## Ejercicio 1
Resume en forma de lista el párrafo que comienza «Aliado a ese instrumento cruel», del texto sobre la exposición parisina de 1925, sin perder sus datos principales.
## Ejercicio 2
Explica, en una a tres oraciones y según el texto sobre la exposición parisina de 1925, por qué el prisma histórico convierte en cómplices a los antiguos enemigos.

┌─ Texto proporcionado

Aliado a ese instrumento cruel y mortífero que es la historia, lima las asperezas de una confrontación teórica que enfrentaba duramente, en el marco de la exposición parisina de 1925, a los servidores de una nueva élite, enriquecida por la guerra, que asimilaba a su placer las audacias de las vanguardias cubistas y futuristas, con los artífices de las nacientes tendencias racionalistas que proclamaban la necesidad de acceder a un estilo internacional y austero, profundamente funcionalista. Pero el prisma histórico, repito -ese fluido que todo lo diluye- hace cómplices a los mortales, y ya difuntos, enemigos. Existe una cierta unidad de estilo, como expresión global de la época, que los hace copartícipes de un mismo esprit dú siécle.

└─
┌─ Información proporcionada

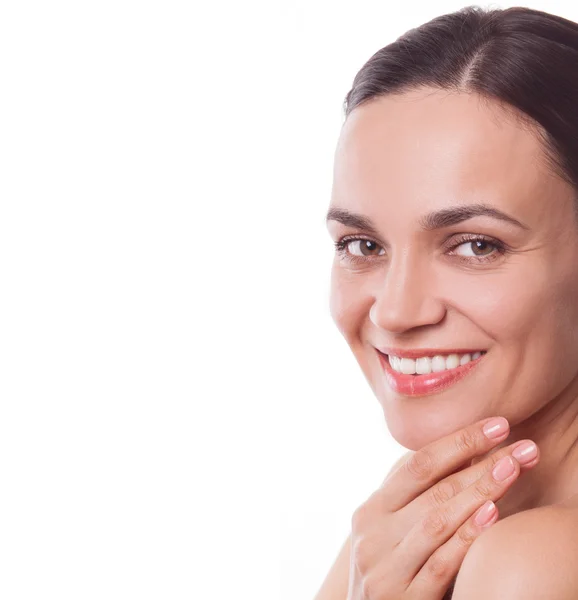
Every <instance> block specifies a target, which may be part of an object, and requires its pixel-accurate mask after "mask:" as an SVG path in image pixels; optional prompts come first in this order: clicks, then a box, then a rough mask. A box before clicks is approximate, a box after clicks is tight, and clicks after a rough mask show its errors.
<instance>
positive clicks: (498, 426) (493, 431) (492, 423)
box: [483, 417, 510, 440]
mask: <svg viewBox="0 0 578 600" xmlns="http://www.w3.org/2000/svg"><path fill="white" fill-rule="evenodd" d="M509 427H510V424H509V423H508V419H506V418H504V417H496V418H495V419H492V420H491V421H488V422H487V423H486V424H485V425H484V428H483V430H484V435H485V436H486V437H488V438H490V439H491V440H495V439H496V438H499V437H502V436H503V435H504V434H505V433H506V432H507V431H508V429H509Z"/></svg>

└─

## Solución detallada 1
- En la exposición parisina de 1925 se enfrentaron duramente, en el plano teórico, dos bandos.
- Un bando lo formaban los servidores de una nueva élite enriquecida por la guerra, que asimilaba a su gusto las audacias de las vanguardias cubistas y futuristas.
- El otro bando lo formaban los artífices de las nacientes tendencias racionalistas, que proclamaban la necesidad de un estilo internacional, austero y profundamente funcionalista.
- La perspectiva histórica, un fluido que todo lo diluye, atenúa esa confrontación y vuelve cómplices a esos enemigos, ya difuntos.
- Ambos comparten una cierta unidad de estilo, expresión global de la época, que los hace partícipes de un mismo espíritu de su tiempo.

## Solución detallada 2
El texto describe el prisma histórico como un fluido que todo lo diluye, de modo que, con él, se borra la dureza del enfrentamiento. Vistos así, ambos bandos muestran una cierta unidad de estilo, expresión global de la época, que los hace copartícipes de un mismo espíritu de su tiempo.